Please turn every line of the records below into a numbered list, leaving out blank lines and the pictures.
────────────────
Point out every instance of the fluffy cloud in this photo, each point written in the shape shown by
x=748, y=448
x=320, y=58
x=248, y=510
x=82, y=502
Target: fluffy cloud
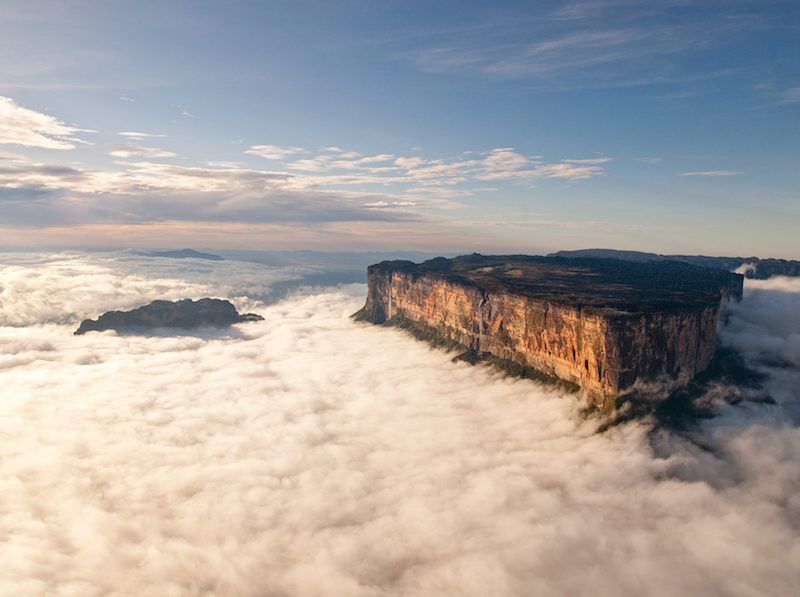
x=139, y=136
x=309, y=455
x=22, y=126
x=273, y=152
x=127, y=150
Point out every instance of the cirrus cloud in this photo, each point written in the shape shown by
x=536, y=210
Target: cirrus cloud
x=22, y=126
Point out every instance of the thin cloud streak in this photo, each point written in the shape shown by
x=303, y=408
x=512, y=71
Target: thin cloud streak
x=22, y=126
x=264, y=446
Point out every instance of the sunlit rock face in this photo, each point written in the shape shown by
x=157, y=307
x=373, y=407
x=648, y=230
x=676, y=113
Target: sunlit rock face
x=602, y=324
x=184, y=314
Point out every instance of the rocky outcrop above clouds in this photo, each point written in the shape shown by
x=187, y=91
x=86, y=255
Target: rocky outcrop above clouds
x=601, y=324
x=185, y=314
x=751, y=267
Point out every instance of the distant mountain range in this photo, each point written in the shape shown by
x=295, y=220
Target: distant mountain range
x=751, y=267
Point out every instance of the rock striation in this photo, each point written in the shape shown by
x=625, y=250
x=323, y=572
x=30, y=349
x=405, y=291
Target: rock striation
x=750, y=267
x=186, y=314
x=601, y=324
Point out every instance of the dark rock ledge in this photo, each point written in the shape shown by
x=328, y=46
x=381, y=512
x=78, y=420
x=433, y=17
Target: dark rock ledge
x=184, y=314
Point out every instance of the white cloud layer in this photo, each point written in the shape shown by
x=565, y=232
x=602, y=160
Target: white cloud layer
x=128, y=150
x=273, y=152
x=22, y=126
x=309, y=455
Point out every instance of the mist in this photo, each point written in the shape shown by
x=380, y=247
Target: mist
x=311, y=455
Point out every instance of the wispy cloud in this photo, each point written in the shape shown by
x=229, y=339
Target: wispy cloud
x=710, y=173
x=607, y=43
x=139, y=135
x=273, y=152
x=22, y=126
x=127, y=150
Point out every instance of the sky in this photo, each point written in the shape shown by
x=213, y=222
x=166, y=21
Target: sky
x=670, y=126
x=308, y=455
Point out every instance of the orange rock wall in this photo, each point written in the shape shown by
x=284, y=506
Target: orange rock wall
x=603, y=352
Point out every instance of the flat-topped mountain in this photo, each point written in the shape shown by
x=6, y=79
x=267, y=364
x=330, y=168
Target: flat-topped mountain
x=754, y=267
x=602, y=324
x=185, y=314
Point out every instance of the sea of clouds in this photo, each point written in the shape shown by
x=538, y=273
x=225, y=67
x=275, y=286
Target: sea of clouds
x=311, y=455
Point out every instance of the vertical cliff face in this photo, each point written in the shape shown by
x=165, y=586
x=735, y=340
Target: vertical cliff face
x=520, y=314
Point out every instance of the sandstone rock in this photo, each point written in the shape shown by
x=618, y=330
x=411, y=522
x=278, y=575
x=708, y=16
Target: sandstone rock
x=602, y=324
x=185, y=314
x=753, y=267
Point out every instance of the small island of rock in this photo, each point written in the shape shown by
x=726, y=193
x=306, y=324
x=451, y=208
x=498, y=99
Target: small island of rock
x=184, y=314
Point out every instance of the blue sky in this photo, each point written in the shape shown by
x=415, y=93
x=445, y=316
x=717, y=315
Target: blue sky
────────────────
### Task output
1. Point out every instance of the fluffy cloud in this photo, each point written in the shape shown by
2. x=748, y=448
3. x=320, y=58
4. x=248, y=510
5. x=82, y=502
6. Target: fluffy cloud
7. x=139, y=136
8. x=309, y=455
9. x=22, y=126
10. x=273, y=152
11. x=127, y=150
12. Point out every instance of the cirrus cloud in this photo, each point written in the shape shown by
13. x=536, y=210
14. Target: cirrus cloud
15. x=22, y=126
16. Point out every instance of the thin cloud streak in this photo, each point written in the shape shown by
17. x=303, y=408
18. x=512, y=71
19. Target: thin cloud streak
20. x=22, y=126
21. x=264, y=446
22. Point out every instance of the sunlit rock face in this photo, each point written in the shape shown by
23. x=157, y=307
24. x=373, y=407
25. x=648, y=230
26. x=676, y=113
27. Target: sunlit rock face
28. x=602, y=324
29. x=184, y=314
30. Point out every instance of the rocky outcrop above clouds in this photo, each point written in the shape shown by
31. x=187, y=91
32. x=86, y=255
33. Target: rocky outcrop above clouds
34. x=601, y=324
35. x=185, y=314
36. x=751, y=267
37. Point out every instance of the distant mountain range in this photo, each point written in the shape shown by
38. x=295, y=220
39. Target: distant mountain range
40. x=751, y=267
41. Point out every instance of the rock striation in this photo, each point written in the shape shown by
42. x=625, y=250
43. x=323, y=572
44. x=30, y=349
45. x=405, y=291
46. Target: rock striation
47. x=750, y=267
48. x=186, y=314
49. x=601, y=324
50. Point out every instance of the dark rock ledge in this photo, each point written in the shape shown by
51. x=328, y=46
52. x=381, y=512
53. x=78, y=420
54. x=433, y=17
55. Target: dark rock ledge
56. x=184, y=314
57. Point out every instance of the white cloud layer in this photo, each point written in the shape shown by
58. x=565, y=232
59. x=602, y=160
60. Target: white cloud layer
61. x=128, y=150
62. x=273, y=152
63. x=22, y=126
64. x=309, y=455
65. Point out every instance of the mist in this photo, each point written in the shape shown by
66. x=380, y=247
67. Target: mist
68. x=311, y=455
69. Point out every instance of the wispy cloud in this photo, each point written in the shape shown by
70. x=229, y=339
71. Target: wispy cloud
72. x=710, y=173
73. x=607, y=43
74. x=139, y=135
75. x=273, y=152
76. x=22, y=126
77. x=127, y=150
78. Point out every instance of the sky in this photo, each point written in the shape shown by
79. x=213, y=222
80. x=166, y=21
81. Target: sky
82. x=670, y=126
83. x=308, y=455
84. Point out every instance of the orange rock wall in this photo, each point written in the shape shown by
85. x=284, y=506
86. Target: orange rock wall
87. x=603, y=352
88. Point out every instance of the flat-topped mountain in this photo, each point written in the shape shown by
89. x=6, y=79
90. x=267, y=364
91. x=330, y=168
92. Target: flat-topped mountain
93. x=754, y=267
94. x=602, y=324
95. x=185, y=314
96. Point out every instance of the sea of clouds in this photo, each point written in the shape shown by
97. x=538, y=273
98. x=225, y=67
99. x=275, y=286
100. Target: sea of clouds
101. x=311, y=455
102. Point out every instance of the vertical cliff face in this photo, each point written in the shape shown by
103. x=165, y=586
104. x=735, y=340
105. Target: vertical cliff face
106. x=520, y=314
107. Point out every instance of the sandstone rock in this photo, each point written in the shape shown by
108. x=618, y=330
109. x=411, y=522
110. x=278, y=575
111. x=708, y=16
112. Target: sandstone rock
113. x=602, y=324
114. x=185, y=314
115. x=753, y=267
116. Point out every instance of the small island of rock in this photo, each point written in the shape shown by
117. x=726, y=193
118. x=306, y=324
119. x=451, y=208
120. x=498, y=99
121. Target: small island of rock
122. x=184, y=314
123. Point out every instance of the blue sky in this photo, each point written in the shape shown by
124. x=415, y=93
125. x=445, y=316
126. x=717, y=315
127. Target: blue sky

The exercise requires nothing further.